• Teks Bacaan
Bagus Daeng Rusli, tentang Bom Sibolga…
Ini menyedihkan. Seorang Ibu meledakkan diri di rumahnya semalam (13-03-2019) di Sibolga. Di dalam rumah yang malang itu, sang ibu tinggal bersama dua anaknya yang masih kecil. Kabar terakhir menyebutkan bahwa mereka tewas dalam ledakan itu.
Sang suami, yang menurut berita disebut bernama Husain atau Abu Hamzah, sudah lebih dulu ditangkap aparat. Konon, penangkapan ini karena ada dugaan aksi terorisme yang dilakukan oleh mereka.
Seusai penangkapan Abu Hamzah yang diduga jaringan kelompok radikal bersenjata, aparat kepolisian berupaya menggeledah rumah Abu Hamzah. Namun ada benda diduga bom meledak saat polisi hendak masuk ke rumah. Sang Ibu yang ada di dalam rumah belum menyerah.
Semalam, ledakan berikutnya terdengar dari dalam rumah. Kabarnya sang ibu meledakkan diri. Dari polisi kita mendengar kabar duka bahwa ibu dan anak-anaknya tewas seketika.
**
Saya tak mengerti bagaimana seseorang memperlakukan hidup ini begitu muramnya. Apalagi, kalau ia meyakini bahwa semua orang di dunia ini memusuhi dirinya.
Keyakinan seperti ini disebut delusi, yakin akan sesuatu yang salah. Ini bisa berasal dari doktrin atau ajaran yang secara intens dicekokkan ke pikirannya. Sesuatu ide atau pikiran yang disampaikan berulang-ulang, apalagi dengan teknik provokasi dan persuasi, akan diterima sebagai kebenaran. Iya, seperti ajaran agama. Berulang-ulang, intens dan disertai janji dan ancaman.
Kalau delusi ini berhubungan dengan agama, maka para ahli menyebutnya sebagai Relusi.
Religious delusion, ini istilah teknis yang diperkenalkan oleh kaum atheis untuk melabeli mereka yang mengidap penyakit delusional, merasa benar sendiri – tak menerima kritik dan menolak adanya perbedaan, yang berkaitan dengan pemahaman keagamaan atau ketuhanan.
Di Jepang, dulu ada sekte agama baru bernama Aum Shinrikyo. Mendengar nama sekte ini, orang mungkin akan bergidik ngeri.
Pemimpinnya, Shoko Asahara, seorang lelaki buta yang baru beberapa tahun mempelajari agama-agama dunia, tetiba di tahun 1984 mendaku diri sebagai Yesus, sang Juru Selamat. Dalam ajarannya, Asahara menyebut dirinya memiliki kekuatan supranatural yang bisa dia pindahkan ke pengikutnya.
Selain menubuatkan tentang kiamat, yang akan didahului oleh perang dunia ke-3 dengan serangan nukir mematikan, dia juga menganggap Yahudi, Freemasonry dan beberapa kelompok sebagai musuhnya. Yang anehnya, dia juga memasukkan pemerintah Belanda dan Inggris dalam daftar kelompok yang mesti dibasmi.

• Daftar Tugas
(1) Salin kembali bagian teks bacaan tentang bom Sibolga mulai dari "Bagus Daeng Rusli, tentang" sampai dengan "dalam ledakan itu.", tanpa mengubah satu kata pun.
(2) Jawablah pertanyaan berikut berdasarkan teks bacaan tentang bom Sibolga.
(a) Nama apa saja yang disebutkan berita untuk sang suami?
(b) Pada tahun berapa Shoko Asahara mendaku diri sebagai Yesus?
(c) Pemerintah negara mana saja yang dimasukkan Asahara ke dalam daftar kelompok yang mesti dibasmi?
Baris-baris yang tercantum sesudah teks bacaan ini tidak diperlukan.

• Data Tercatat
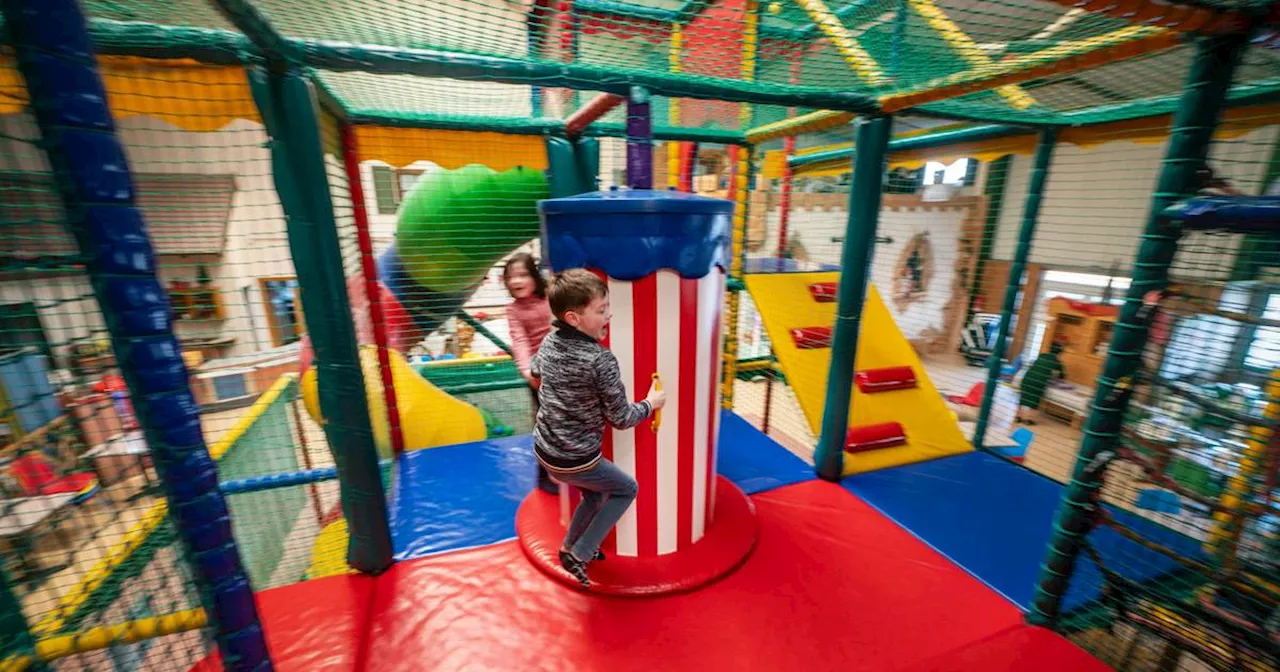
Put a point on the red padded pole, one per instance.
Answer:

• Jawaban Tiap Tugas
(1)
Bagus Daeng Rusli, tentang Bom Sibolga…
Ini menyedihkan. Seorang Ibu meledakkan diri di rumahnya semalam (13-03-2019) di Sibolga. Di dalam rumah yang malang itu, sang ibu tinggal bersama dua anaknya yang masih kecil. Kabar terakhir menyebutkan bahwa mereka tewas dalam ledakan itu.

(2)
(a) Husain atau Abu Hamzah.
(b) Tahun 1984.
(c) Belanda dan Inggris.